SOURCE EXCERPT:
⁂

What is at stake for election winners and losers?
Part of the answer lies in private financial interest. The term 'resource curse' is bandied around with abandon in analysis of the DRC's woes and, as with references to ethnic division, sometimes serves to render discussion superficial and abstract. The importance of the DRC's mineral wealth, however, cannot be ignored; armed groups, including divisions of the country's army, fight bloody battles for control over mineral-rich areas in eastern Congo, using mass rape as a means of exerting territorial authority. The absence of state institutions not only allows these crimes to go unpunished but also motivates them; it provides the context for massive financial gain at the expense of state coffers because there is little to prevent huge quantities of cassiterite, copper, coltan and other valuable minerals from being smuggled across the border for export, enriching individuals or groups rather than the state and the people.
When Kabila was elected as president in 2006 he promised to improve security in the eastern Kivu provinces. It would seem natural that the president of the republic would want to crack down on instability, violence against civilians and a situation whereby millions of dollars worth of Congolese resources were being smuggled into neighbouring countries. The population of the Kivus has not seen much improvement on any of these fronts, though. State institutions remain weak or non-existent and armed groups continue to operate, kill and rape with impunity, despite the presence of Monusco, the world's largest UN peace-keeping force. There is no doubt that building a coherent state structure in a country that is two-thirds the size of western Europe, lacks a usable nationwide road system and is covered in some of the world's densest tropical rainforest is a huge challenge. But there also appears to have been a lack of political will to push through the necessary institutional reforms. Kabila's reign has been characterised by a gradual creep of private interest into public space that he has done little to curtail. In fact, it would appear that some of Kabila's closest associates have made huge profits by trading Congolese mineral assets.
The presidential election: a battle of private interests?
The sheer quantity of minerals in Congo's soil means that the rights to extract, process and sell those resources are extremely valuable. A government acting in the best interests of its population should seek to maximise its revenues from the sale of permits to private mining firms and then to secure the most favourable terms for profit-sharing on that which is eventually produced and sold. This requires clarity and accountability: a transparent tendering process to ensure that the most competitive offer wins the permit; publication of contracts signed between the government and private firms to allow for independent scrutiny; clear accounting to show that flows of money from the private firm are ending up in the Congolese state budget and not in private bank accounts. The DRC, under pressure from the IMF, has made some progress on these fronts. The DRC Ministry of Mines has committed itself to publishing natural resource contracts within 60 days of their coming into effect, and there are indeed a number of contracts available on its website.

⁂

EXTRACTED RECORDS:
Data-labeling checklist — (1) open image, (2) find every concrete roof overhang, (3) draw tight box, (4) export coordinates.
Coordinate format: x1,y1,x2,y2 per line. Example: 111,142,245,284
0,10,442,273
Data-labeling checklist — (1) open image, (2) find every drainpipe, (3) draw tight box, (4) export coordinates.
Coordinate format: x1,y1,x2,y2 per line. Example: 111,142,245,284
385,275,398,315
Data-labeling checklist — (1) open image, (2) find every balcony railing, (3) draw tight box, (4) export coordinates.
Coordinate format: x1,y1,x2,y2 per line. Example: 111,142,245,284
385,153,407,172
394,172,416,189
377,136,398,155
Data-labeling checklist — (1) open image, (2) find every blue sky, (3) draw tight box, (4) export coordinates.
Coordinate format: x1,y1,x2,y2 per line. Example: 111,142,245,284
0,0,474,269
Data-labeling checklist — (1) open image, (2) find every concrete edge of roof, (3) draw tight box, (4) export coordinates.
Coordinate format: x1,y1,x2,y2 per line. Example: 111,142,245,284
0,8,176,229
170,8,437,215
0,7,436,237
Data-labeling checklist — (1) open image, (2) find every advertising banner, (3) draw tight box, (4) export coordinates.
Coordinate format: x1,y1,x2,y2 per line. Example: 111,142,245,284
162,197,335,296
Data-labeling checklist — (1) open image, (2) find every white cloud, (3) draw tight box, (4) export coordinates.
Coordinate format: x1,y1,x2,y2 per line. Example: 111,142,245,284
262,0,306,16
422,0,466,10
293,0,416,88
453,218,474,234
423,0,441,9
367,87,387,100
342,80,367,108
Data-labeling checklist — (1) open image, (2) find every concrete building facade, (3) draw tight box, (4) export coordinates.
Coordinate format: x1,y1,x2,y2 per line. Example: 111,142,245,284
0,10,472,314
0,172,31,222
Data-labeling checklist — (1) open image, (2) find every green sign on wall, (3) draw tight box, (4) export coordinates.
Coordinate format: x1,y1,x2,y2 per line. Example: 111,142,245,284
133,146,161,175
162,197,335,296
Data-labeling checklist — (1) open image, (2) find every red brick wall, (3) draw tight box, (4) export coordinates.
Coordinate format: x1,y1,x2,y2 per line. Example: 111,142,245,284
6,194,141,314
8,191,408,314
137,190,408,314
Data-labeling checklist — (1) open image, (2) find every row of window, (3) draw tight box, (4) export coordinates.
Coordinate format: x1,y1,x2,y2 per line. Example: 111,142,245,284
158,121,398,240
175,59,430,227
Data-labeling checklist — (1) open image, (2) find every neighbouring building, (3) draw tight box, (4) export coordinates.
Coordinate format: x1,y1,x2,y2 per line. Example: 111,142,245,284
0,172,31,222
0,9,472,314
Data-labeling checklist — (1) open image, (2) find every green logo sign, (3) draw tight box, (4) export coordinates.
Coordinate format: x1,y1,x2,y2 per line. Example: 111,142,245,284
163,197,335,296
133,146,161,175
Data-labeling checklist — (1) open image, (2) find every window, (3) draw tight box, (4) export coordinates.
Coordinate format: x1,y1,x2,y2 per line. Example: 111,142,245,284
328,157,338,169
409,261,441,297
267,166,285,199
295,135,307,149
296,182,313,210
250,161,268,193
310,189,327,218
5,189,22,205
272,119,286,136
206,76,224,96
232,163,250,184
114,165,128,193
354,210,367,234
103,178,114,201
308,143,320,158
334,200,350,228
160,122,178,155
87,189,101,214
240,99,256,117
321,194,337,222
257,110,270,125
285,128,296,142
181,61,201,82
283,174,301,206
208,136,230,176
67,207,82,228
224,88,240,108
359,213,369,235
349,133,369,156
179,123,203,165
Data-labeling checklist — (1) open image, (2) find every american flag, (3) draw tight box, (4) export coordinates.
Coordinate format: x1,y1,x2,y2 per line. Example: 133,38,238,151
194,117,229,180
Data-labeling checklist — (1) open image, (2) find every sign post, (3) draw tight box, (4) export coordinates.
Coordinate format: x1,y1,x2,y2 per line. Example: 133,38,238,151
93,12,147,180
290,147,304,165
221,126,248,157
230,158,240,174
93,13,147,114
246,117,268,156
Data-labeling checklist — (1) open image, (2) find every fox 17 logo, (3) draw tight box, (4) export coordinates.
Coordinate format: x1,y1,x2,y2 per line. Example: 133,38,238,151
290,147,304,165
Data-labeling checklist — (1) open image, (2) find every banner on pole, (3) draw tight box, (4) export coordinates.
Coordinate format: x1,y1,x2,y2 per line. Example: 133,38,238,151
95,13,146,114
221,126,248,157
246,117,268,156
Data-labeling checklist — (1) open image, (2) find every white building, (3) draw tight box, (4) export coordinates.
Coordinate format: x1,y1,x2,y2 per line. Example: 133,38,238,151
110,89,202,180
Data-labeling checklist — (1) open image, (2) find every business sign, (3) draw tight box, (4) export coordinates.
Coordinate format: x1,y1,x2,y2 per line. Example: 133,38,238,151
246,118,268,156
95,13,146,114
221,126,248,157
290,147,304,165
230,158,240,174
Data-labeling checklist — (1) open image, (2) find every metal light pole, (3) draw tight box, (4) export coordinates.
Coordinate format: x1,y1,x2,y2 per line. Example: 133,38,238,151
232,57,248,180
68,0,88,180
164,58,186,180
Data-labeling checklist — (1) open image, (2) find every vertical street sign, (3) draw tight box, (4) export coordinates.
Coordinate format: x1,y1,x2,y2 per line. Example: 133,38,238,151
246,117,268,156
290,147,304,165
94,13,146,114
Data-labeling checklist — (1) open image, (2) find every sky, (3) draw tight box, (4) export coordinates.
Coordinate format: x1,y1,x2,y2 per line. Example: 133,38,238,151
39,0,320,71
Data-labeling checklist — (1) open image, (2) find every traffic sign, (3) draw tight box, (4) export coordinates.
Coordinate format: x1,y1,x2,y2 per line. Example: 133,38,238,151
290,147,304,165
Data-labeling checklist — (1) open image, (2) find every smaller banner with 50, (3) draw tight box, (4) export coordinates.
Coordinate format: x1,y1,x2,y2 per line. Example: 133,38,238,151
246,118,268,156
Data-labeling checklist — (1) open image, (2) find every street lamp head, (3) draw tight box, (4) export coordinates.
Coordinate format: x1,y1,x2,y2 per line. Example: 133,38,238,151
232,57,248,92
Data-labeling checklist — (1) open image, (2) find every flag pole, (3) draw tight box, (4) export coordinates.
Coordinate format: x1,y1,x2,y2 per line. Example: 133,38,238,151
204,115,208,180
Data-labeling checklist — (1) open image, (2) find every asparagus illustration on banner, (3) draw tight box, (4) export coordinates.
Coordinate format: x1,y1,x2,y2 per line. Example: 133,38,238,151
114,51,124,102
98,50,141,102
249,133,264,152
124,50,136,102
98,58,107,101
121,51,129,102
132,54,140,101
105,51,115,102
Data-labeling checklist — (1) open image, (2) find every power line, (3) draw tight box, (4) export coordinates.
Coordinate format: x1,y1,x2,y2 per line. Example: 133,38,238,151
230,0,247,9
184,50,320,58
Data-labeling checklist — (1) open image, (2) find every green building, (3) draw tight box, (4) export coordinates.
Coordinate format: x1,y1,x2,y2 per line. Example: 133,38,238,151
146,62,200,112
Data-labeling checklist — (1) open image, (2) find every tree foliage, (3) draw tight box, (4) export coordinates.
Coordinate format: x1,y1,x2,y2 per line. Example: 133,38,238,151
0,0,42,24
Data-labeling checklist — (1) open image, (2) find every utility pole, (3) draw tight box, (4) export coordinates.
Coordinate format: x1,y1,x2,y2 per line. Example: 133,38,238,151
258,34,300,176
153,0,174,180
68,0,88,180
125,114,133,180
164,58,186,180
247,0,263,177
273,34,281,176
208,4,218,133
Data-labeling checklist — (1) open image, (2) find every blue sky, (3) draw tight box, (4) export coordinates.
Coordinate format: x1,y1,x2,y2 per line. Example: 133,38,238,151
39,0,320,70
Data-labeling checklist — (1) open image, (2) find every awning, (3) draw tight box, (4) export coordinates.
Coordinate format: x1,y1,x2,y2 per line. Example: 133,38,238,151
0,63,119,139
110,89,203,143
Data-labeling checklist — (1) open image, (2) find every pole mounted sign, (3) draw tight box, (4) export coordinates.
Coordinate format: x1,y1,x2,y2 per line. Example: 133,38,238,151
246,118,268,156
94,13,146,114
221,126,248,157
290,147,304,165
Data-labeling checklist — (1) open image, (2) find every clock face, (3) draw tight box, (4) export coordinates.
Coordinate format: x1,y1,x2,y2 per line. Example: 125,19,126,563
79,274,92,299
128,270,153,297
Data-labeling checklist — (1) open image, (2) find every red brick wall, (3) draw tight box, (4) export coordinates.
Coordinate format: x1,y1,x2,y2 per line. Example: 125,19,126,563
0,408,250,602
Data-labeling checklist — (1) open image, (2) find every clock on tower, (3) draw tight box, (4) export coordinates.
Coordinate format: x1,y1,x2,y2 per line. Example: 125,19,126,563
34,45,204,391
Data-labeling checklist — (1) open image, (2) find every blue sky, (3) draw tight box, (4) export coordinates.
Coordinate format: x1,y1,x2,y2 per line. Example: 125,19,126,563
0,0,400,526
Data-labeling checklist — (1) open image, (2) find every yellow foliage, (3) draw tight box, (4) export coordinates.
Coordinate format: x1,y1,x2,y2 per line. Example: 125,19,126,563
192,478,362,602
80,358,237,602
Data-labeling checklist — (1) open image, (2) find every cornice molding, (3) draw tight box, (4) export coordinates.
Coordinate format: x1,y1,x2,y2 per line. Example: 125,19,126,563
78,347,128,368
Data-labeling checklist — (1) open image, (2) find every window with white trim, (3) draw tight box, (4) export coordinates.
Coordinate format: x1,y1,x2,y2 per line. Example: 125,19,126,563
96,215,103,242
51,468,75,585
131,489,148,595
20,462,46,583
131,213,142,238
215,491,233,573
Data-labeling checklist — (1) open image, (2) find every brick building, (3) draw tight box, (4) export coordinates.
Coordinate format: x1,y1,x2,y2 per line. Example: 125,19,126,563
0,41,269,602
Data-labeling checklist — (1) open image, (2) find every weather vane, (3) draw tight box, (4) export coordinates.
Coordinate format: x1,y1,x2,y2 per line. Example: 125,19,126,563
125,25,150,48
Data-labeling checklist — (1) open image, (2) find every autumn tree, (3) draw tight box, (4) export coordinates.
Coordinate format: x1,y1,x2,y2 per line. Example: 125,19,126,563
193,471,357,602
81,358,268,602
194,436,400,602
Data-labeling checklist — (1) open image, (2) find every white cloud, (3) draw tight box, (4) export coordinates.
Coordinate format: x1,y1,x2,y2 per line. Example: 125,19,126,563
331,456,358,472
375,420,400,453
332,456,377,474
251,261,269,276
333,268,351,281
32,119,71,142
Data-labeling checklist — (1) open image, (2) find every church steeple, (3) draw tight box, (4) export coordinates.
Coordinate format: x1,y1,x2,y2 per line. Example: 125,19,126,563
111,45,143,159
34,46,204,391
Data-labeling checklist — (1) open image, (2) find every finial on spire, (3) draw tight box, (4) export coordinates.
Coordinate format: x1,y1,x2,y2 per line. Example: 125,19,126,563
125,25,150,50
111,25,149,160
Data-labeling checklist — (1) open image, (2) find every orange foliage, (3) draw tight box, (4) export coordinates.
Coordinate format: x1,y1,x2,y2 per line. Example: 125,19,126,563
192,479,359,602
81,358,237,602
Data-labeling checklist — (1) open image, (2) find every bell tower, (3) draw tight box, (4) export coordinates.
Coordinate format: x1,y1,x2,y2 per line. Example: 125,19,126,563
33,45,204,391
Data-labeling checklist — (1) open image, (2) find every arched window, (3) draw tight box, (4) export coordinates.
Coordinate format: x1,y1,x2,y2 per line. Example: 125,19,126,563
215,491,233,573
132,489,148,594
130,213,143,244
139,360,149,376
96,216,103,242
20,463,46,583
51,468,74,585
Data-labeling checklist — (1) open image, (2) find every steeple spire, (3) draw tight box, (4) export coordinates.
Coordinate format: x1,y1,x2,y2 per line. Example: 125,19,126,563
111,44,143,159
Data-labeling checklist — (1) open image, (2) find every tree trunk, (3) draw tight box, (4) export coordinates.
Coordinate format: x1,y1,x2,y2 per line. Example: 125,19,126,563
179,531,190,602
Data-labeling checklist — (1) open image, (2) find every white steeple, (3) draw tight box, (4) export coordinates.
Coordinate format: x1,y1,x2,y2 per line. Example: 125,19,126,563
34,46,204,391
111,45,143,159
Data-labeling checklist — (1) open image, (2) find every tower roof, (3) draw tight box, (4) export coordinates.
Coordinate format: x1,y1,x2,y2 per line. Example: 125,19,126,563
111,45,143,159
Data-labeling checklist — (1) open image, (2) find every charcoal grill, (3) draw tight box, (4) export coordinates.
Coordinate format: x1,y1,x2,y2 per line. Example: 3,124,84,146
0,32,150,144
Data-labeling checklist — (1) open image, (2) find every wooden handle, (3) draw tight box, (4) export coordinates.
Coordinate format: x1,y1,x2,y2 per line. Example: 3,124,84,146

⁂

WRITTEN REQUEST: List every mineral that the DRC passage mentions by name. The data has no connection to the DRC passage.

EXERCISE OUTPUT: Cassiterite, copper, coltan